[EXERCISE INSTRUCTIONS]: Beginning at the line containing "# Target: dark wall unit" in the material below and ending at the line containing "# Target: group of people", return each line exactly and add nothing.

[MATERIAL SHOWN]:
"""

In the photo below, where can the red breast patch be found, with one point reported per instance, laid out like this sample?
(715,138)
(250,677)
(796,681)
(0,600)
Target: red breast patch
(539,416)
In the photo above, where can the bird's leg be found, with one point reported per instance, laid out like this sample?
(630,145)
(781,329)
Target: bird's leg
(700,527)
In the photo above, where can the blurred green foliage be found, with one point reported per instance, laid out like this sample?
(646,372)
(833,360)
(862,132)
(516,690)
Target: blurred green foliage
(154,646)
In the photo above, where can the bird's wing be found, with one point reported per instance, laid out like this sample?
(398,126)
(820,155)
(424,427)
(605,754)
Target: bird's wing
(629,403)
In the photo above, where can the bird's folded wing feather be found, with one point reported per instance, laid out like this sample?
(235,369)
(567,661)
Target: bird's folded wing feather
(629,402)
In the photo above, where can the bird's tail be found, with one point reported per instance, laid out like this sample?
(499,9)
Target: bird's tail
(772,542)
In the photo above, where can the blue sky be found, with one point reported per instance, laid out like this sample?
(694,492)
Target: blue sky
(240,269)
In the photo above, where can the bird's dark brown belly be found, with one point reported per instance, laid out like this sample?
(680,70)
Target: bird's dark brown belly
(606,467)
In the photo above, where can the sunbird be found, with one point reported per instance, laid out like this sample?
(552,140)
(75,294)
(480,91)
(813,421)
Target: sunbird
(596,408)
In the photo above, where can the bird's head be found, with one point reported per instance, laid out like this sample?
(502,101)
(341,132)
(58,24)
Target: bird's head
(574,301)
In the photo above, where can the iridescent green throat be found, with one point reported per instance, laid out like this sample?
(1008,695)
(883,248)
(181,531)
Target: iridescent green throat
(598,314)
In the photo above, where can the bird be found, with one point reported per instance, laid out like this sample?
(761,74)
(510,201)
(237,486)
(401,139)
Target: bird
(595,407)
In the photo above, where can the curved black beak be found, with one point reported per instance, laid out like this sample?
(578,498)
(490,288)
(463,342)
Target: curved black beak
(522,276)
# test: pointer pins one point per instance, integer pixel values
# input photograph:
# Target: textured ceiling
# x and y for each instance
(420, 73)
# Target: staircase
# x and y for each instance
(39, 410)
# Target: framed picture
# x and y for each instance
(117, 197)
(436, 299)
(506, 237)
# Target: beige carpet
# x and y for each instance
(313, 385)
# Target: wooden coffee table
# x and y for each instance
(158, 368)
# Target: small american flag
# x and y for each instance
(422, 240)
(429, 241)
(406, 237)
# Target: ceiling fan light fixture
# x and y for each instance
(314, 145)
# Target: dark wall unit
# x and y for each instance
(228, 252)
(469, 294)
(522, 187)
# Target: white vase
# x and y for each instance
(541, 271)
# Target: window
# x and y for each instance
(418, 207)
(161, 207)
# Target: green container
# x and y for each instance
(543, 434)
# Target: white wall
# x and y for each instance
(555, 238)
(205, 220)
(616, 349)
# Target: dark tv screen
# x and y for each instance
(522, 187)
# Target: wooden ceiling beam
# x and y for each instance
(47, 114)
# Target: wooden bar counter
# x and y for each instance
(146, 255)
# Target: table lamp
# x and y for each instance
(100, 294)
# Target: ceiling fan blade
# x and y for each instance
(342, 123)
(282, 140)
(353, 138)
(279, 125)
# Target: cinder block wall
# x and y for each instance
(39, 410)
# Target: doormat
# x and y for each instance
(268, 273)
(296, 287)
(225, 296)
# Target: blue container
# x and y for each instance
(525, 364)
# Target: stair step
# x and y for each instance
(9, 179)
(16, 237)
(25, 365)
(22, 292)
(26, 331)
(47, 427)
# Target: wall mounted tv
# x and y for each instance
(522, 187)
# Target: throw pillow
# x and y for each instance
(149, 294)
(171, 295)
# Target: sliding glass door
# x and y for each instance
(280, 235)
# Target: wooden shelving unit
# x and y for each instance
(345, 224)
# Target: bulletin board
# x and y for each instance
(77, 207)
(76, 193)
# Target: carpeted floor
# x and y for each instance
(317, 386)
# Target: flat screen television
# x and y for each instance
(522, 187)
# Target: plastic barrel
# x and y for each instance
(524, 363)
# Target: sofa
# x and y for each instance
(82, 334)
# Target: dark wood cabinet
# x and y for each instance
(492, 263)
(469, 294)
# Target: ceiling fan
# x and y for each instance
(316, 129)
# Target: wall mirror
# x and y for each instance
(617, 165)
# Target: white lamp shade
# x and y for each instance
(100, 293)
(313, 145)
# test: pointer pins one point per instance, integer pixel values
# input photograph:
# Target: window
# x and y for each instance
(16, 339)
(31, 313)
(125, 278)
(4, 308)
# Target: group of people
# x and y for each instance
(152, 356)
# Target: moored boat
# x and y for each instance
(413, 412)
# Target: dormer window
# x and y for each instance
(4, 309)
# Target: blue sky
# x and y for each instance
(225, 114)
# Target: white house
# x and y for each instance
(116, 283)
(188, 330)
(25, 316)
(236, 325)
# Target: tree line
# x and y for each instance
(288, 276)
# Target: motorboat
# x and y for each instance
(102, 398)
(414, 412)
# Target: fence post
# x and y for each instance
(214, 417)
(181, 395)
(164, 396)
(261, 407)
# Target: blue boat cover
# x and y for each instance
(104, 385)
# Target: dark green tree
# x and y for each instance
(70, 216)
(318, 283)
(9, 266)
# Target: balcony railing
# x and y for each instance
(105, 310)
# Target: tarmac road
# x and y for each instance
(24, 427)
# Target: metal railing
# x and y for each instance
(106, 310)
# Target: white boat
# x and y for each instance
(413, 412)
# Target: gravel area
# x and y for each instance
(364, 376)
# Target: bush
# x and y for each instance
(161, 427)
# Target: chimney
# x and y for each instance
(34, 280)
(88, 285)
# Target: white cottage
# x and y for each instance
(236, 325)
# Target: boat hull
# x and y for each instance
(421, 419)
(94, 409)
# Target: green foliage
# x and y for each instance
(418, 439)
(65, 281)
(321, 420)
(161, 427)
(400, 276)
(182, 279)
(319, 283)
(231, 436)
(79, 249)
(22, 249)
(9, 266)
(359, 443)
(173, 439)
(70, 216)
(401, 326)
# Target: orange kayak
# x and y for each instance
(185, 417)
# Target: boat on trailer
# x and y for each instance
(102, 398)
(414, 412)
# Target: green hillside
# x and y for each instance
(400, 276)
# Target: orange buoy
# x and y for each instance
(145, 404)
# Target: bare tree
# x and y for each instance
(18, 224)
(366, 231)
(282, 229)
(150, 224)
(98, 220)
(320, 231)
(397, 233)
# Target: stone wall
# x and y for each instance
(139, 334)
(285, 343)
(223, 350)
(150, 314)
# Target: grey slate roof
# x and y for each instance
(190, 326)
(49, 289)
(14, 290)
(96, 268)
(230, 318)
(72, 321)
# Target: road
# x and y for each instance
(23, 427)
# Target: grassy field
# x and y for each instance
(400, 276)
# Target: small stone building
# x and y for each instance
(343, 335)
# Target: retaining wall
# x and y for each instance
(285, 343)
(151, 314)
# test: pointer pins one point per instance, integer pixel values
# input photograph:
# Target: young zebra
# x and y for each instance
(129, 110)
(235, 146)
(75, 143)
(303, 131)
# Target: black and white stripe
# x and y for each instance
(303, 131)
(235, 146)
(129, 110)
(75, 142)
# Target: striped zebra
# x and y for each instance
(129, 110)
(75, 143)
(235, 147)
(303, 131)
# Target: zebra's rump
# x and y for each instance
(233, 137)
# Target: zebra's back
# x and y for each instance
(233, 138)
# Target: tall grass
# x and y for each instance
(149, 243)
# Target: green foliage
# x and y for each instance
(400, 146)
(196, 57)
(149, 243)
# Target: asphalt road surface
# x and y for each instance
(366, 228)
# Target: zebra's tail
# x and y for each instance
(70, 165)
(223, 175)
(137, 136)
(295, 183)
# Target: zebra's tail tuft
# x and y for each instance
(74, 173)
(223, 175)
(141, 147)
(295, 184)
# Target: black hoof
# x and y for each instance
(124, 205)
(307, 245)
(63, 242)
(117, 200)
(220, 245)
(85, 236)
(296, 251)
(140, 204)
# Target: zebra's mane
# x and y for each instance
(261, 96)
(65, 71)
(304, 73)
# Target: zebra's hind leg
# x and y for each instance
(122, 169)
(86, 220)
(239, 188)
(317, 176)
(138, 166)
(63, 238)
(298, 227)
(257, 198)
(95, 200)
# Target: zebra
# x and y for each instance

"""

[OUTPUT]:
# Target: dark wall unit
# x and y for each instance
(228, 252)
(469, 294)
(522, 187)
# Target: white vase
# x and y for each instance
(541, 271)
# Target: window
# x and y for each instance
(418, 207)
(161, 207)
# Target: green container
# x and y for each instance
(543, 434)
# Target: white wall
# x and y for each instance
(555, 238)
(205, 220)
(616, 349)
# Target: dark tv screen
# x and y for each instance
(522, 187)
# Target: wooden ceiling beam
# x and y for each instance
(47, 114)
# Target: wooden bar counter
# x and y for each instance
(146, 255)
# Target: table lamp
# x and y for each instance
(100, 294)
# Target: ceiling fan blade
# x and y for each instance
(342, 123)
(282, 140)
(353, 138)
(279, 125)
# Target: cinder block wall
# x and y for each instance
(39, 410)
# Target: doormat
# x and y for each instance
(268, 273)
(296, 287)
(225, 296)
# Target: blue container
# x and y for each instance
(525, 364)
# Target: stair step
# x and y for each instance
(9, 179)
(16, 237)
(25, 365)
(22, 292)
(26, 331)
(47, 427)
# Target: wall mounted tv
# x and y for each instance
(522, 187)
# Target: throw pillow
# x and y for each instance
(149, 294)
(171, 295)
# Target: sliding glass door
# x and y for each instance
(280, 235)
# Target: wooden shelving unit
# x and y for each instance
(345, 224)
# Target: bulletin board
# x and y for each instance
(77, 207)
(76, 193)
# Target: carpeted floor
# x and y for each instance
(317, 386)
# Target: flat screen television
# x and y for each instance
(522, 187)
# Target: plastic barrel
# x and y for each instance
(524, 363)
# Target: sofa
# x and y for each instance
(82, 334)
# Target: dark wood cabinet
# x and y for each instance
(492, 263)
(469, 294)
# Target: ceiling fan
# x and y for each instance
(316, 129)
# Target: wall mirror
# x and y for each instance
(617, 165)
# Target: white lamp shade
# x and y for each instance
(100, 293)
(313, 145)
# test: pointer pins one point per instance, integer pixel values
# input photograph:
# Target: window
# x and y for each instance
(16, 339)
(31, 313)
(125, 278)
(4, 308)
# Target: group of people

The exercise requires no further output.